Extracted records:
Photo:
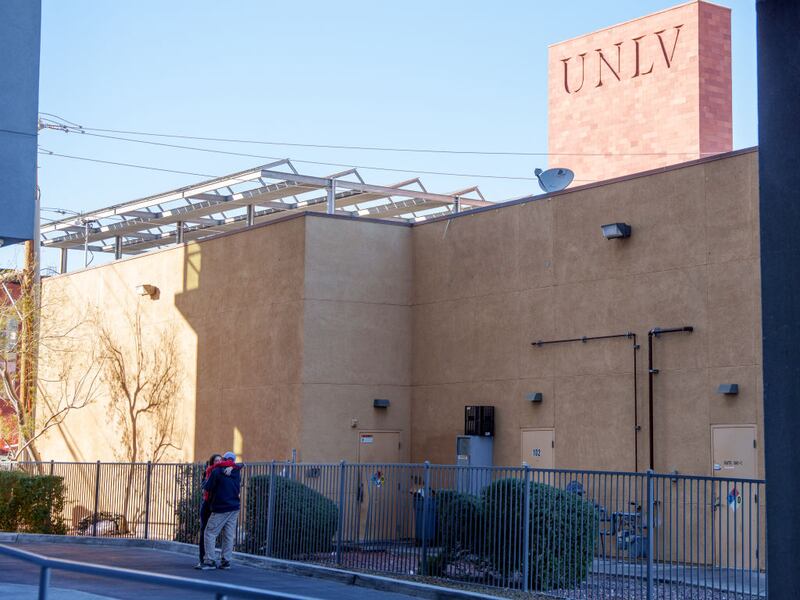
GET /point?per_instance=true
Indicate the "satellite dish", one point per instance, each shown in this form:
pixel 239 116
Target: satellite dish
pixel 554 180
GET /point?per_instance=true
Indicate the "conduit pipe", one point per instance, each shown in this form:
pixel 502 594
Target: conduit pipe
pixel 631 336
pixel 651 371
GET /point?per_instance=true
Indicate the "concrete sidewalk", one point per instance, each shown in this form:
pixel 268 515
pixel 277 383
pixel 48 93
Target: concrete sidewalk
pixel 16 572
pixel 31 592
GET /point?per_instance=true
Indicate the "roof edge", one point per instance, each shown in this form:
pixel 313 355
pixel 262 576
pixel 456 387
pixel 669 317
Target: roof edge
pixel 588 186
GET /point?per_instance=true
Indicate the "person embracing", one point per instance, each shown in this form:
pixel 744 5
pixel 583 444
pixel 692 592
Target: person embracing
pixel 223 486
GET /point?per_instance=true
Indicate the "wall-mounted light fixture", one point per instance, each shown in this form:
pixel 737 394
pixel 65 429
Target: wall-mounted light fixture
pixel 613 231
pixel 728 389
pixel 148 290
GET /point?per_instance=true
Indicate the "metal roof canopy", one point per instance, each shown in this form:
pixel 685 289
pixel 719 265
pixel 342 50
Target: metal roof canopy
pixel 244 199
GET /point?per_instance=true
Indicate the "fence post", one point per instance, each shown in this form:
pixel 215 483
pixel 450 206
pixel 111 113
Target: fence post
pixel 426 497
pixel 96 498
pixel 270 508
pixel 44 583
pixel 651 502
pixel 526 535
pixel 341 514
pixel 147 501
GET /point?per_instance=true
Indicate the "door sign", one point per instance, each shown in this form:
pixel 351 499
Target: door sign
pixel 378 479
pixel 734 499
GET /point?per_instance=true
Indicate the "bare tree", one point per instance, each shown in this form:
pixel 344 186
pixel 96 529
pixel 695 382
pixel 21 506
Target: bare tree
pixel 66 372
pixel 143 376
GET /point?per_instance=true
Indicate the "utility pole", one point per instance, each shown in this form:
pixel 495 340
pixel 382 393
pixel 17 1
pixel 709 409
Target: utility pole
pixel 28 346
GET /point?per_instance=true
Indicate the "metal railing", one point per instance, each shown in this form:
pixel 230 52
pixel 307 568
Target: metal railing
pixel 569 533
pixel 221 591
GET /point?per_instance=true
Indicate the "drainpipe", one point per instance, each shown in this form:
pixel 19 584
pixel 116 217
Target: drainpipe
pixel 651 371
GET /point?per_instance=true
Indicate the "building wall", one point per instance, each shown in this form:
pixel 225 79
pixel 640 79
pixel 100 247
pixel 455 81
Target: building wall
pixel 357 336
pixel 647 93
pixel 289 331
pixel 491 283
pixel 235 304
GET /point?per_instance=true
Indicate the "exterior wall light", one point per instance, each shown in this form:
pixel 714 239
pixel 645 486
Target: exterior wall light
pixel 613 231
pixel 148 290
pixel 728 389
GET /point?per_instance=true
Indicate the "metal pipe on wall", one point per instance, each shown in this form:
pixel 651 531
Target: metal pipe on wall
pixel 635 346
pixel 656 332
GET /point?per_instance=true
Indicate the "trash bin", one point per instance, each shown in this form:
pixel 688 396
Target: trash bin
pixel 424 525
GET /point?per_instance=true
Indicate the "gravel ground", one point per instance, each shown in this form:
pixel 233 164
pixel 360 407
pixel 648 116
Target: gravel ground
pixel 403 563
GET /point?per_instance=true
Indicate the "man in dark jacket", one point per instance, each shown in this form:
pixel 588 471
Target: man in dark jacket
pixel 223 491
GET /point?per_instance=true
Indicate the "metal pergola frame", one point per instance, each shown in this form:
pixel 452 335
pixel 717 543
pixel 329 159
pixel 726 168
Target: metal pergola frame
pixel 242 200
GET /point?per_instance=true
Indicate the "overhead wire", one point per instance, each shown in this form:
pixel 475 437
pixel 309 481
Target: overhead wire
pixel 380 148
pixel 309 162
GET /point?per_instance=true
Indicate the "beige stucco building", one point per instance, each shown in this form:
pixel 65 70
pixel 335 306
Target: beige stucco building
pixel 289 330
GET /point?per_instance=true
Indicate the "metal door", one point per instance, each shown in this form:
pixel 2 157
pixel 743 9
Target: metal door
pixel 538 448
pixel 379 485
pixel 734 455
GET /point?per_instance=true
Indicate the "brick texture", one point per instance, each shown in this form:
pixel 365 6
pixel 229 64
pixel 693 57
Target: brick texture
pixel 644 94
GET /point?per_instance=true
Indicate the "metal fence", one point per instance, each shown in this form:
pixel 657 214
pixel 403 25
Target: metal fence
pixel 566 533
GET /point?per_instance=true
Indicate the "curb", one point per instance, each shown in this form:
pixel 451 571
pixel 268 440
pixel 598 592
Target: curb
pixel 376 582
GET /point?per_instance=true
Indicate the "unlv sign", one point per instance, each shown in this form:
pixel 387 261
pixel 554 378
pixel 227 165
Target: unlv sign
pixel 638 62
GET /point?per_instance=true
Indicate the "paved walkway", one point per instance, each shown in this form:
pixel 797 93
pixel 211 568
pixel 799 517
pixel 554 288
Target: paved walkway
pixel 16 576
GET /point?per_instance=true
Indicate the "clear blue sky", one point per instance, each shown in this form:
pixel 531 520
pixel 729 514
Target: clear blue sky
pixel 446 74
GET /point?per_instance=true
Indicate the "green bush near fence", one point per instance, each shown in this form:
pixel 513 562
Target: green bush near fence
pixel 458 521
pixel 562 533
pixel 305 520
pixel 31 503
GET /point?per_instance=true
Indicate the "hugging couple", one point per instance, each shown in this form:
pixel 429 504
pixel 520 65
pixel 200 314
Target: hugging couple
pixel 219 510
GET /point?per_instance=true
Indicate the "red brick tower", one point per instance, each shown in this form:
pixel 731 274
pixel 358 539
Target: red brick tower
pixel 644 94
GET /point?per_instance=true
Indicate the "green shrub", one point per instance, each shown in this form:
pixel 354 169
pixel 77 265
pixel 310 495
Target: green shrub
pixel 458 520
pixel 189 483
pixel 305 520
pixel 31 503
pixel 562 533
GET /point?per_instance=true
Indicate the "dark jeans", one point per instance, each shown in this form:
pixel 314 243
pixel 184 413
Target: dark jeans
pixel 205 513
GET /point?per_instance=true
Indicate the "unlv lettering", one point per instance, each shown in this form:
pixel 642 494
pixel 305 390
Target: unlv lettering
pixel 636 52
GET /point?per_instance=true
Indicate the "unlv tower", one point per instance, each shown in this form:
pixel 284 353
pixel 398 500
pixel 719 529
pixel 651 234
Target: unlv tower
pixel 644 94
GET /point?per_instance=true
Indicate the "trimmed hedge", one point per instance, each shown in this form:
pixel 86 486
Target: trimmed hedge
pixel 31 503
pixel 305 520
pixel 458 520
pixel 562 533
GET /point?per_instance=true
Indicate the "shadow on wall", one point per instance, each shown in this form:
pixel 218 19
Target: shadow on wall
pixel 234 298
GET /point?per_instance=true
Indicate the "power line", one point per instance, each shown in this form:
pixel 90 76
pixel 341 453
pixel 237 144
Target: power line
pixel 313 162
pixel 384 148
pixel 310 162
pixel 121 164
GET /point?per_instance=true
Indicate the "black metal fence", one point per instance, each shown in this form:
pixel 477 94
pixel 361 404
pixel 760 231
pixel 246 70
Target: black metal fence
pixel 568 533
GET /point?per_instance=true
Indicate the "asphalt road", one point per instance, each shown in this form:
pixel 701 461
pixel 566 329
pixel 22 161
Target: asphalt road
pixel 15 574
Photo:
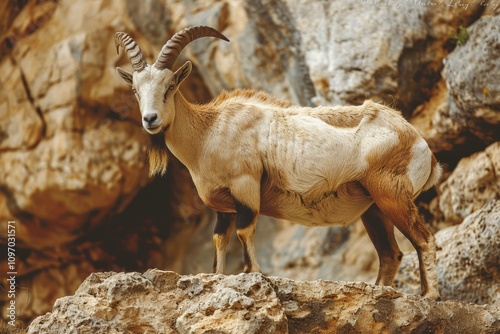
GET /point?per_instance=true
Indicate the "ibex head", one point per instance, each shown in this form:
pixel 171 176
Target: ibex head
pixel 155 85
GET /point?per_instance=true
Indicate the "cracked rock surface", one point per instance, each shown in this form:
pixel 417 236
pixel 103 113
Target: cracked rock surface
pixel 165 302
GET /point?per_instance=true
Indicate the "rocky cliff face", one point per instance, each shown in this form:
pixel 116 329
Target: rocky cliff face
pixel 164 302
pixel 72 151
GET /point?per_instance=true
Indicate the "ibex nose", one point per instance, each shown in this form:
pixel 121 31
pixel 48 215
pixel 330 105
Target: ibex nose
pixel 150 118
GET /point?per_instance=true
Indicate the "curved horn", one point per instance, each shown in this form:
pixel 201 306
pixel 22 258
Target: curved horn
pixel 133 51
pixel 174 46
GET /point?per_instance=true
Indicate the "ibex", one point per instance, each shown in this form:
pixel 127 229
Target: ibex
pixel 250 154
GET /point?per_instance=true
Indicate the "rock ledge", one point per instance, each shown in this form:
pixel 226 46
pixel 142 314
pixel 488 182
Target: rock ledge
pixel 166 302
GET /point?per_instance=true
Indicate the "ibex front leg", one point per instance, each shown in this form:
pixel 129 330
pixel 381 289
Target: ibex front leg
pixel 224 228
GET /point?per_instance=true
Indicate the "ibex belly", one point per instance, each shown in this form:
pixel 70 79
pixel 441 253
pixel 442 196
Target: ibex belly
pixel 339 207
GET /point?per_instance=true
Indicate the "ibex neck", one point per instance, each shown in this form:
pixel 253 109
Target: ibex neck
pixel 185 135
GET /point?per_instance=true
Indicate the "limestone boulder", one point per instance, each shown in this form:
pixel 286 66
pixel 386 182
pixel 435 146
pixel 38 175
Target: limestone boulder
pixel 471 185
pixel 165 302
pixel 327 53
pixel 468 256
pixel 472 74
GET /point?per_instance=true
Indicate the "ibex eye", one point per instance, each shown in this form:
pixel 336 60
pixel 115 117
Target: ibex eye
pixel 171 87
pixel 136 94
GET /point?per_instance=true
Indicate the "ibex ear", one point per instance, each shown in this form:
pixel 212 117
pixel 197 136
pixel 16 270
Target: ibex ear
pixel 125 75
pixel 182 72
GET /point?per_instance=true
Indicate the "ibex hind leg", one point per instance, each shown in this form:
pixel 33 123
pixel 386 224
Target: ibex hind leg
pixel 246 223
pixel 381 232
pixel 392 194
pixel 224 228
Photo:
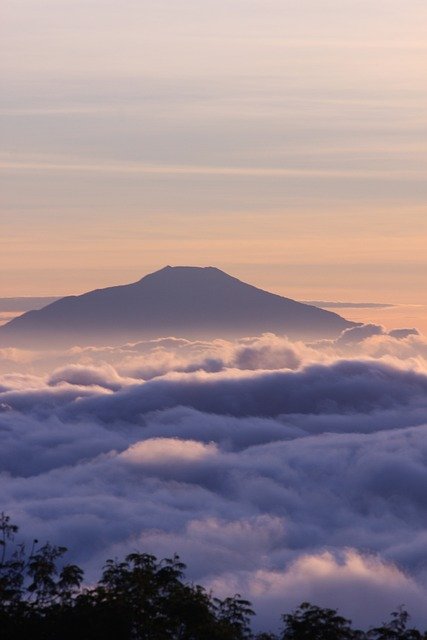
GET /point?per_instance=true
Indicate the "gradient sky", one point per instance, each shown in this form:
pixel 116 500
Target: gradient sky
pixel 281 140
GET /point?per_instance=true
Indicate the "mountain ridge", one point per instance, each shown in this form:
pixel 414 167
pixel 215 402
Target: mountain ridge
pixel 185 301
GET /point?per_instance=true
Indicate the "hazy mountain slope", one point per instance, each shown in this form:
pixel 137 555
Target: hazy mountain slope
pixel 180 301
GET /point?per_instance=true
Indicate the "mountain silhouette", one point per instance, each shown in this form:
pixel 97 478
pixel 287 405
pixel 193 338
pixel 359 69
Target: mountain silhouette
pixel 190 302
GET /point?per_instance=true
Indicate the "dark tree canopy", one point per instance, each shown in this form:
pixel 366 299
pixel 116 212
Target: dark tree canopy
pixel 143 598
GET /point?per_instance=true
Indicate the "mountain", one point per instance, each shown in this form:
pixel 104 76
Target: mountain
pixel 191 302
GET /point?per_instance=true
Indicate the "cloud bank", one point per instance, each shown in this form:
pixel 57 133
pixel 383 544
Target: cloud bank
pixel 279 470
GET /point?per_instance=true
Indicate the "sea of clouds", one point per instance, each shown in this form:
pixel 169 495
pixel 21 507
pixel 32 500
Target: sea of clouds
pixel 281 471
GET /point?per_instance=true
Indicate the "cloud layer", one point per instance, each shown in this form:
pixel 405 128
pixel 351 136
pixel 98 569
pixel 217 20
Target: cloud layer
pixel 279 470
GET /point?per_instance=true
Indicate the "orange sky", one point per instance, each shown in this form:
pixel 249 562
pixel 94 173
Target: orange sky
pixel 282 141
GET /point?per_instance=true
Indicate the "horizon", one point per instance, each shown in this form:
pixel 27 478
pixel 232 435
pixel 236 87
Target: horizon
pixel 279 141
pixel 279 448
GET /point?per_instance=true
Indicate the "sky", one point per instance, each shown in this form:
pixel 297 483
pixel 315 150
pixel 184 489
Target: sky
pixel 283 141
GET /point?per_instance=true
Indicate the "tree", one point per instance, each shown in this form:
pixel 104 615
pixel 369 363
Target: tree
pixel 309 622
pixel 396 628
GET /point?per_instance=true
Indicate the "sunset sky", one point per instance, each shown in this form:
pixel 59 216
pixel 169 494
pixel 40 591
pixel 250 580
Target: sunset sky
pixel 283 141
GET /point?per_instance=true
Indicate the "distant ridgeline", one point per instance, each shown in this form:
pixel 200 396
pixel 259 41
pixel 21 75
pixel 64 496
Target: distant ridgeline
pixel 188 302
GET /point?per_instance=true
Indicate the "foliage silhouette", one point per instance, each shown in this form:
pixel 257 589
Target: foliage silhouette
pixel 142 598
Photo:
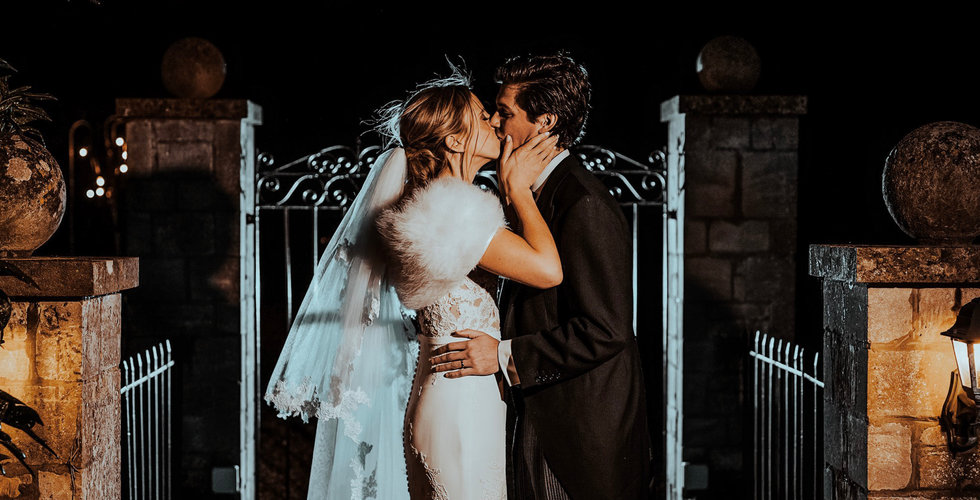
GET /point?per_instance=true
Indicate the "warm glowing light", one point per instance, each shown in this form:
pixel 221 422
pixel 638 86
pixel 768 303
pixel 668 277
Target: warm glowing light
pixel 963 361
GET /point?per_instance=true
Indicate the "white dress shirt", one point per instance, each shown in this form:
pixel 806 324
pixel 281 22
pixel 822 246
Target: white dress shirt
pixel 505 357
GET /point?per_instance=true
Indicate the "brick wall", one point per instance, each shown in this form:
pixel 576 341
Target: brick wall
pixel 737 165
pixel 61 357
pixel 887 370
pixel 182 214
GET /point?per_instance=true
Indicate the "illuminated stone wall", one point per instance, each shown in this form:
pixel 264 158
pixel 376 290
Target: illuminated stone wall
pixel 61 357
pixel 888 368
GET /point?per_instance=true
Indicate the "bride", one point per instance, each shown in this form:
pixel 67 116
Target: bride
pixel 411 241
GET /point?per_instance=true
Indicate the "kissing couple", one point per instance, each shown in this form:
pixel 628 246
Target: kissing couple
pixel 424 385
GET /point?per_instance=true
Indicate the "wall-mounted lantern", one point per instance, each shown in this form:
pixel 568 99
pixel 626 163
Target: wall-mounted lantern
pixel 959 417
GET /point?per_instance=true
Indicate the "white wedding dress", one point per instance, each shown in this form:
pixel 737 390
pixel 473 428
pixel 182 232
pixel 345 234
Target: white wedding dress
pixel 349 356
pixel 454 427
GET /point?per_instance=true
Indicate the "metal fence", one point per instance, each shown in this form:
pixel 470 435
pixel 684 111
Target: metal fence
pixel 787 420
pixel 146 423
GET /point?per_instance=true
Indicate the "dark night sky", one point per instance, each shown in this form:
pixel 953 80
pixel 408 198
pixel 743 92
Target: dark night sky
pixel 319 68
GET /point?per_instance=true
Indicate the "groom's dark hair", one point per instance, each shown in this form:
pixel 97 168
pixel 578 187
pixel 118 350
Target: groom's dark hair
pixel 551 84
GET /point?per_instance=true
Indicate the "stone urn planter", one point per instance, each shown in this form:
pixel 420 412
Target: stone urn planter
pixel 32 195
pixel 32 190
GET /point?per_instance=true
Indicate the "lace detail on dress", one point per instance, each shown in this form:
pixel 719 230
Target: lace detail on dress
pixel 438 491
pixel 467 306
pixel 296 402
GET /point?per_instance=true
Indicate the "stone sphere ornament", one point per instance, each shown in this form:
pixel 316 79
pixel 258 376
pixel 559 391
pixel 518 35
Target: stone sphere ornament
pixel 931 183
pixel 728 64
pixel 32 195
pixel 193 68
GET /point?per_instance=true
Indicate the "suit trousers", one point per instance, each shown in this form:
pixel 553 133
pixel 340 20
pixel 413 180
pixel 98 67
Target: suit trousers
pixel 532 477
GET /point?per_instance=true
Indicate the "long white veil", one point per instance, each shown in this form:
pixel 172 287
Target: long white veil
pixel 350 355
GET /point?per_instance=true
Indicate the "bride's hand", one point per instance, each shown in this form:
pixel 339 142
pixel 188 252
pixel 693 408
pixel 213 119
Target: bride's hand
pixel 519 168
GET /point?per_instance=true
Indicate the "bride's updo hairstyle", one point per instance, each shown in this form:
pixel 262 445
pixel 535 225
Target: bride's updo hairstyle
pixel 435 110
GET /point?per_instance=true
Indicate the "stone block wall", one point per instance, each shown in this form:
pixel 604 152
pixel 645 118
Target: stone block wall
pixel 61 357
pixel 888 368
pixel 183 213
pixel 737 167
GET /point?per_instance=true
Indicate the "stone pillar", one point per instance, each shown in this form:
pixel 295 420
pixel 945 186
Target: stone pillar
pixel 61 357
pixel 732 186
pixel 186 212
pixel 887 369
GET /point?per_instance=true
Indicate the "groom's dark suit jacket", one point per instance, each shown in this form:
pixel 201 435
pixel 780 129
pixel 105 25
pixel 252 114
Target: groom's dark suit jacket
pixel 574 348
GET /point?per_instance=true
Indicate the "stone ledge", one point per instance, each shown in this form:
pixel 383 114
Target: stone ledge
pixel 896 264
pixel 733 105
pixel 204 109
pixel 72 276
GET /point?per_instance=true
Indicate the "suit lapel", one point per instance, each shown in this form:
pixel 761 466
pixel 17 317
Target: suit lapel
pixel 546 199
pixel 511 291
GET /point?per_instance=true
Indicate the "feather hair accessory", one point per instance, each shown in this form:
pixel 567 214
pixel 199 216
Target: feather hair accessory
pixel 437 236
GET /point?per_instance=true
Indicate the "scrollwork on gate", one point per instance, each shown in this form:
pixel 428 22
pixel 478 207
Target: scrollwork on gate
pixel 331 177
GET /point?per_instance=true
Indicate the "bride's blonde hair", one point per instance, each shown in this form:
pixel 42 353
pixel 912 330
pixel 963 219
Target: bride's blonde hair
pixel 435 110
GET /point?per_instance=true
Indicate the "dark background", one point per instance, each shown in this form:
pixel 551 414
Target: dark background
pixel 319 69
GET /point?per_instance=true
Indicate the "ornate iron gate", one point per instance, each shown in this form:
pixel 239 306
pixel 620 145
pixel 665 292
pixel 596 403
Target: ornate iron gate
pixel 315 190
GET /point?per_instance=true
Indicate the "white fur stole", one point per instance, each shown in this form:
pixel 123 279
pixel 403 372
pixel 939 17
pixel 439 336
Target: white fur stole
pixel 437 237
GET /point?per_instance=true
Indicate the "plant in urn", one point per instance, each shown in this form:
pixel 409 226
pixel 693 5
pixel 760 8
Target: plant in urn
pixel 32 190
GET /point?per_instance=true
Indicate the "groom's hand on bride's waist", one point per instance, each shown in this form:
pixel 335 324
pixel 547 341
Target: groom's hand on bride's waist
pixel 477 356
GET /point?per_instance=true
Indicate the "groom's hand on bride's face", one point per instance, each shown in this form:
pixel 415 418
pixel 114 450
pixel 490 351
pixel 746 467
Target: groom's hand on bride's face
pixel 477 356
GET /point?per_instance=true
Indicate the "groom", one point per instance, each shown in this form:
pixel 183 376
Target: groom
pixel 577 412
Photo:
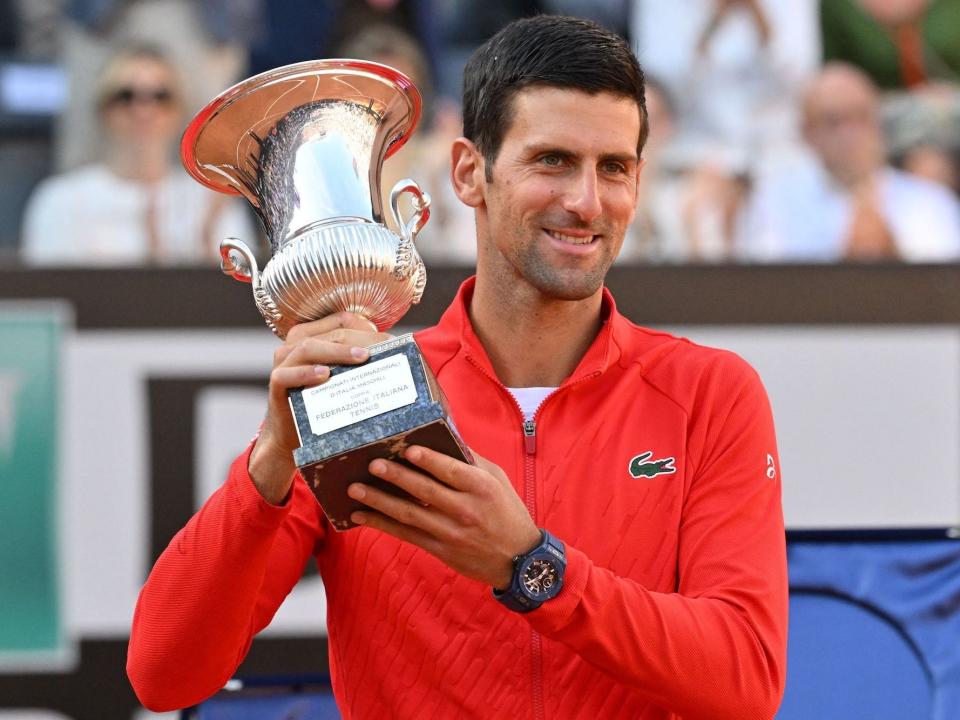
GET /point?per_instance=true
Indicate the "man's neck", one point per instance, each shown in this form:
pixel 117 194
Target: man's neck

Work required:
Would you quote everything above from the line containing "pixel 48 93" down to the line containing "pixel 111 113"? Include both of those lines and nothing else.

Exercise response:
pixel 48 93
Target: concrete sidewalk
pixel 16 572
pixel 31 592
GET /point?per_instance=true
Indicate the "roof edge", one point per instance, each shown in this form:
pixel 313 355
pixel 262 576
pixel 456 387
pixel 669 317
Target: roof edge
pixel 588 186
GET /point?per_instance=true
Indicate the "person embracing", one point per instance, each shown in this form:
pixel 744 5
pixel 583 444
pixel 692 592
Target: person embracing
pixel 223 486
GET /point?per_instance=true
Indicate the "wall-mounted light fixture", one point per instance, each shown in this form:
pixel 737 394
pixel 65 429
Target: wall-mounted light fixture
pixel 613 231
pixel 728 389
pixel 148 290
GET /point?per_instance=true
Indicate the "metal roof canopy", one point per instance, each shown in this form:
pixel 685 289
pixel 719 265
pixel 342 50
Target: metal roof canopy
pixel 244 199
GET /point?per_instance=true
Indicate the "fence post", one point per instance, each shown in this form:
pixel 215 483
pixel 450 206
pixel 111 113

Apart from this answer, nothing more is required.